▶ The problem
Rename "great help" to "big help" throughout the records below. Return them with everything else unchanged.

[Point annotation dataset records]
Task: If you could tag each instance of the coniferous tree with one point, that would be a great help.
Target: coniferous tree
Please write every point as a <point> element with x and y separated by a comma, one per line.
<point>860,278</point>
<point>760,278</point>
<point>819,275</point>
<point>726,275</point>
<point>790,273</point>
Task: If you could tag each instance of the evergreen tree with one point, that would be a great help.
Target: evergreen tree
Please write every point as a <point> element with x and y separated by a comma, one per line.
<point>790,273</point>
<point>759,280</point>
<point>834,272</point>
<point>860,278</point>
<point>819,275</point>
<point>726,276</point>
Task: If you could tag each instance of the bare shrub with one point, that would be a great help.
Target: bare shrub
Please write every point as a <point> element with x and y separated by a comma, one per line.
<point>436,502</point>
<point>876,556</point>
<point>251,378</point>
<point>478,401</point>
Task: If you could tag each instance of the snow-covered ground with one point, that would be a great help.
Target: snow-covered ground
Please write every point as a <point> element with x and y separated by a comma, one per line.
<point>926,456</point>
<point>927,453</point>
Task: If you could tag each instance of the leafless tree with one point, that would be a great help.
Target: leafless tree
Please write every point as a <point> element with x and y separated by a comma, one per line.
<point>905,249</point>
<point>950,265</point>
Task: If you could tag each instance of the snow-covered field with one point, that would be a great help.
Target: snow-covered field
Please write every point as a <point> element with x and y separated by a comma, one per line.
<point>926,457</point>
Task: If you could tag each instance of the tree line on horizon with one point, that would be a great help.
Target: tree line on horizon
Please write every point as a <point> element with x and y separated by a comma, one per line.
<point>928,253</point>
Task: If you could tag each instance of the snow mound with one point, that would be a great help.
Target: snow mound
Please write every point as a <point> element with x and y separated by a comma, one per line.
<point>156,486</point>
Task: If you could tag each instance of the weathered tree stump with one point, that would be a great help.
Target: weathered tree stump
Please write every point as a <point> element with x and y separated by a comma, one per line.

▶ The solution
Task: If you could tag each instance of the coniferous tree with one point, that would be a big help.
Target: coniferous tree
Please write every point as a <point> element with x and y separated by a comma, one per line.
<point>860,278</point>
<point>760,278</point>
<point>819,275</point>
<point>726,275</point>
<point>790,273</point>
Task: If you could tag each instance of the evergreen tree with one point, that would be a big help.
Target: evergreen tree
Please write every point as a <point> element with x and y separated by a comma, one per line.
<point>790,273</point>
<point>759,280</point>
<point>834,272</point>
<point>860,278</point>
<point>819,275</point>
<point>726,276</point>
Task: If you could tag each instance of the bare shrub with one point, that would be a big help.
Target: bare shrub
Please write every point as a <point> element with x and y separated by a comma, one per line.
<point>436,502</point>
<point>876,556</point>
<point>251,378</point>
<point>478,401</point>
Task: If you could tag each instance of the snow-covered ground with one point, that would be a big help.
Target: snow-covered ground
Please write every point as a <point> element with x and y separated by a comma, one per line.
<point>926,456</point>
<point>927,453</point>
Task: If you could tag each instance of the leafless tree with one point, that would be a big help.
Target: leafless tree
Please write every point as a <point> element with x and y separated by a comma, one per line.
<point>905,249</point>
<point>950,265</point>
Task: If you could tag each instance of the snow-covered field with one point, that would be a big help.
Target: snow-covered field
Please write every point as a <point> element with x and y separated by a comma, one per line.
<point>926,457</point>
Task: If you could tag each instance of the tree line on horizon with one point, that would be a big help.
Target: tree line on horizon
Please write every point as a <point> element with x and y separated by a comma, one per line.
<point>928,253</point>
Task: If you could tag each instance of the snow mound with one point, that would be a big help.
Target: snow mound
Please write every point as a <point> element with x and y separated by a comma, one per line.
<point>156,486</point>
Task: If you could tag each instance of the weathered tree stump with one point, that would be a big help.
Target: weathered tree stump
Please write every point as a <point> element with x and y separated by a comma, one per line.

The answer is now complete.